• GIVEN RECORDS:
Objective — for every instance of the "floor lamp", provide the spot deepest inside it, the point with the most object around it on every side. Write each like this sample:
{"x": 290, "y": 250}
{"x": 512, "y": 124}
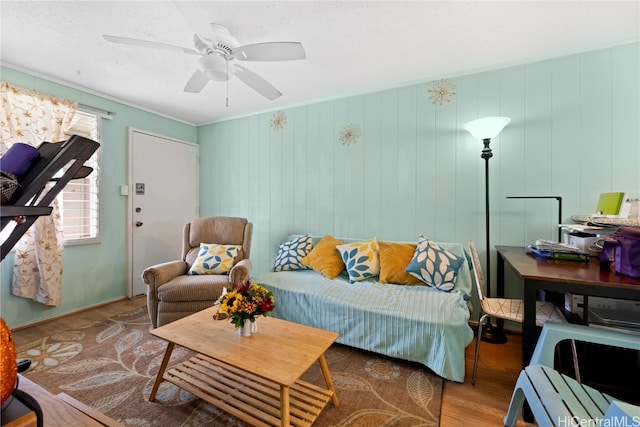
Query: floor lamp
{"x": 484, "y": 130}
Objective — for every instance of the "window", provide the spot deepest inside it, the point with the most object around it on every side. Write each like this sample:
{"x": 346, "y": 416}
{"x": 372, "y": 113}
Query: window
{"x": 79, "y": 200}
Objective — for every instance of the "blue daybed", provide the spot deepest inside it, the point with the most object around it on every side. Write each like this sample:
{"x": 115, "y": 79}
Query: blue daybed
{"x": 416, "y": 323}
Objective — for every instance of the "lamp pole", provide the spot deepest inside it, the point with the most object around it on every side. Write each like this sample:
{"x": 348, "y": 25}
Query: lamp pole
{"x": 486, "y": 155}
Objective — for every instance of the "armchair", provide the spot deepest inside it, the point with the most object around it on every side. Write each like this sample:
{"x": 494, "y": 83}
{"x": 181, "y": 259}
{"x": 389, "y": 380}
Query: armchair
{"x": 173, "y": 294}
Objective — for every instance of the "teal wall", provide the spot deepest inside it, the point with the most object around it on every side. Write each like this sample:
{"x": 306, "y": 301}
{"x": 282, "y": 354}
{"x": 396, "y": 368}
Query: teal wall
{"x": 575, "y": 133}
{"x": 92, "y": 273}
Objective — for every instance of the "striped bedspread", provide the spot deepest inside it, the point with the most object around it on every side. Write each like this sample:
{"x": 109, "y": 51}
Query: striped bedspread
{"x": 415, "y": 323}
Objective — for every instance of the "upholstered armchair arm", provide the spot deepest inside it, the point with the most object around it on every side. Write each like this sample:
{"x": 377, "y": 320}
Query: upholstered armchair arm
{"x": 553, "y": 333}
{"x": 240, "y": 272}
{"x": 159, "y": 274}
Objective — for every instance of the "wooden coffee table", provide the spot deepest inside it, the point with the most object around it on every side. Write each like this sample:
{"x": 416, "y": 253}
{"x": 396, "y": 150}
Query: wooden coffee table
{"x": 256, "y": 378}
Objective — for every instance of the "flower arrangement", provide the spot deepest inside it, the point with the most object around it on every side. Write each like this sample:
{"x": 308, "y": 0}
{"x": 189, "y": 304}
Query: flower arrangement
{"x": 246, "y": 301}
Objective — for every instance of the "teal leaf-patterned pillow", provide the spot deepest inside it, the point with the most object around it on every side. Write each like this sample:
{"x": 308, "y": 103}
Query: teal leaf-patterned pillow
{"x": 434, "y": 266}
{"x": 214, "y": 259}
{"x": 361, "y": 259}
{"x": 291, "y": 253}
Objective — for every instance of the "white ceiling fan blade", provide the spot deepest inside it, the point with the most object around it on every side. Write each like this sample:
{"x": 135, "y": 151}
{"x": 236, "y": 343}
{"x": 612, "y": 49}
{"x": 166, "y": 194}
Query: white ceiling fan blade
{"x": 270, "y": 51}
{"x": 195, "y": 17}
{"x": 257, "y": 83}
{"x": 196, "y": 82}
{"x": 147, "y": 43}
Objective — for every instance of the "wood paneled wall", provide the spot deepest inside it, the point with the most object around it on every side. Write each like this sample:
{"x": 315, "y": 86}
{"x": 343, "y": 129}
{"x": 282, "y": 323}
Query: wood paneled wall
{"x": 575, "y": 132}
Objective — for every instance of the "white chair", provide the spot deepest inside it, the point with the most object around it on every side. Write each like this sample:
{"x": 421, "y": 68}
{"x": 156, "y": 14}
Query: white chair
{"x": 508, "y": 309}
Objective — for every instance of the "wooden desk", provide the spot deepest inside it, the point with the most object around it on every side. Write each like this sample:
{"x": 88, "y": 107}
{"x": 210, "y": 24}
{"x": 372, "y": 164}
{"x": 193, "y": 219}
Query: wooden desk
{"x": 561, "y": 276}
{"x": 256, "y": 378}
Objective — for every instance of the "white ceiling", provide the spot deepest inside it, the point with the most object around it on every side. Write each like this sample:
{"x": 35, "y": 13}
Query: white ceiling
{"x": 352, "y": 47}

• PROBLEM: Give back the whole listing exactly as it stands. No pictures belong in the copy.

• WRITTEN ANSWER:
Objective — for every instance of the "floor lamp", provide the spot deepest inside it, the point with the most object around it on every side. Write each like this sample:
{"x": 290, "y": 250}
{"x": 512, "y": 124}
Query: floor lamp
{"x": 484, "y": 130}
Objective — for every instance of the "window", provide the spot deepest inside it, the point with the most object around it on every side. Write each like this sample:
{"x": 346, "y": 416}
{"x": 372, "y": 113}
Query: window
{"x": 79, "y": 200}
Objective — for every instance of the "blue daybed", provide the spot deepest inside it, the point with the most object around it on every side. Write each like this sample:
{"x": 115, "y": 79}
Query: blue daybed
{"x": 416, "y": 323}
Objective — for every instance of the "lamp pole", provide the spot deepest inside it, the point with the most object around it on every side. Write each like this sample:
{"x": 348, "y": 25}
Query: lamp pole
{"x": 486, "y": 155}
Objective — for every instance of the "armchair", provide the spot deepest inside it, the point with the most object around it on every side. Write each like this sample:
{"x": 494, "y": 83}
{"x": 181, "y": 259}
{"x": 389, "y": 380}
Query: armchair
{"x": 173, "y": 294}
Objective — for every instance of the "teal wall", provide the spot deepest inside it, the point with the most object around it on every side. Write each like this sample:
{"x": 306, "y": 301}
{"x": 282, "y": 354}
{"x": 396, "y": 368}
Query: teal wall
{"x": 575, "y": 133}
{"x": 92, "y": 273}
Objective — for every instance of the "striped bedspread", provide the spot deepest inside it, the point with the most object around it on every side. Write each like this sample:
{"x": 109, "y": 51}
Query: striped bedspread
{"x": 415, "y": 323}
Objective — for every instance of the "upholstered armchair arm", provide the spot deepest inside it, the point with the most object around it on every side. Write each like this sample:
{"x": 377, "y": 320}
Query: upholstered armchair arm
{"x": 553, "y": 333}
{"x": 240, "y": 272}
{"x": 159, "y": 274}
Objective — for every instance of the "wooden coffee table", provide the spot deepest inside it, the point with the most object around it on every side. Write each like this sample:
{"x": 416, "y": 253}
{"x": 396, "y": 150}
Query: wooden coffee table
{"x": 256, "y": 378}
Objective — for every instance of the "flower arrangement", provide the spot deepest inside it, the point with the most object around it on every side. Write each like this sample:
{"x": 308, "y": 0}
{"x": 189, "y": 304}
Query: flower arrangement
{"x": 246, "y": 301}
Objective — for every instance of the "teal leaf-patterned pillow", provide the spot deepest inside it, the point with the most object around it on every side. Write each like this sample:
{"x": 308, "y": 103}
Query: teal leaf-patterned pillow
{"x": 434, "y": 266}
{"x": 214, "y": 259}
{"x": 361, "y": 259}
{"x": 291, "y": 253}
Objective — for every instance of the "white ceiling fan blade", provide the spot deepest inside it, the point with the most object around it on every side. Write each like this sample:
{"x": 135, "y": 151}
{"x": 236, "y": 343}
{"x": 612, "y": 49}
{"x": 166, "y": 194}
Query: white ceiling fan blade
{"x": 270, "y": 51}
{"x": 195, "y": 17}
{"x": 257, "y": 83}
{"x": 196, "y": 82}
{"x": 147, "y": 43}
Objective — for every instance of the "wood paneled wall", provide the spot deepest inside it, the point with the most object around it on every side. Write each like this sample:
{"x": 315, "y": 86}
{"x": 343, "y": 129}
{"x": 282, "y": 323}
Query: wood paneled wall
{"x": 575, "y": 132}
Objective — for every instance of the "white chair", provide the spot deepest inside it, the point with the most object around it on every side. Write each like this sample:
{"x": 421, "y": 68}
{"x": 156, "y": 14}
Query: white chair
{"x": 508, "y": 309}
Objective — for every instance of the "wooden desk", provide the spot deepest inside it, the point with the most object around it on every side. Write each like this sample:
{"x": 88, "y": 107}
{"x": 210, "y": 24}
{"x": 372, "y": 164}
{"x": 193, "y": 219}
Query: wooden desk
{"x": 561, "y": 276}
{"x": 256, "y": 378}
Objective — for every instance of the "white ceiling", provide the spot deepest inside it, the point with the most object around it on every side. Write each like this sample:
{"x": 35, "y": 13}
Query: white ceiling
{"x": 352, "y": 47}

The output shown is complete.